Quoted text -
Posted by | Android, Apps, Assistant, Chrome, Cloud, events, Google, Google I/O 2019, hardware, home | No Comments

Developer season has begun! Next week, Google will be putting on a big party at the pointy outdoor amphitheater in Mountain View. It’s shaping up to be a biggie, too, if this week’s Google earnings call was any indication. Sundar Pichai teased out a number of upcoming offerings from the company that we can expect to see on full display at the show.

From the looks of it, there’s going to be a LOT of news coming hot and heavy out of the South Bay, from new Android and Assistant features, to some rare hardware debuts. Here’s a quick rundown of what we’re expecting from the big show.

More Q

Quiche? Quindim? I had to look up the latter — it’s a “popular Brazilian baked dessert, made chiefly from sugar, egg yolks, and ground coconut” according to Wikipedia. Basically Brazilian custard.

We’re probably not getting a name either way at the event, of course. We will, however, get our best look yet and Pie’s successor. As ever, the latest version of Android will take center stage at I/O. With an expected arrival date of this summer, we’ve already seen some key pieces of Android 10 courtesy of a couple of betas.

So far, the keys are improvements to privacy/permissions and multi-tasking through Bubbles. Expect a lot more here. Rumors include pressure-sensitive touch features and across the board dark mode.

Unfolding foldables

It’s admittedly been a tough couple of weeks for the ascendant form factor, thanks almost exclusively to malfunctioning Galaxy Fold units. On this week’s call, however, the company reiterated that it’s still bullish on the tech. And it kind of has to be. Google’s devoted a lot of mindshare to making Android more foldable friendly, in hopes of jumpstarting a stagnant smartphone industry.

Dataset content -
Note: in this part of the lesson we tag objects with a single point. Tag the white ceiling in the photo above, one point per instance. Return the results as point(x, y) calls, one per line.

Required actions -
**a.** Copy the Google I/O preview word for word from "Developer season has" to "Basically Brazilian custard.".
**b.** In the Google I/O preview, what are the key pieces of Android 10 seen so far in the betas?
The material is not needed for this work.

Solutions to the exercise -
**a.**
Developer season has begun! Next week, Google will be putting on a big party at the pointy outdoor amphitheater in Mountain View. It’s shaping up to be a biggie, too, if this week’s Google earnings call was any indication. Sundar Pichai teased out a number of upcoming offerings from the company that we can expect to see on full display at the show.

From the looks of it, there’s going to be a LOT of news coming hot and heavy out of the South Bay, from new Android and Assistant features, to some rare hardware debuts. Here’s a quick rundown of what we’re expecting from the big show.

More Q

Quiche? Quindim? I had to look up the latter — it’s a “popular Brazilian baked dessert, made chiefly from sugar, egg yolks, and ground coconut” according to Wikipedia. Basically Brazilian custard.

**b.** Improvements to privacy/permissions and multi-tasking through Bubbles.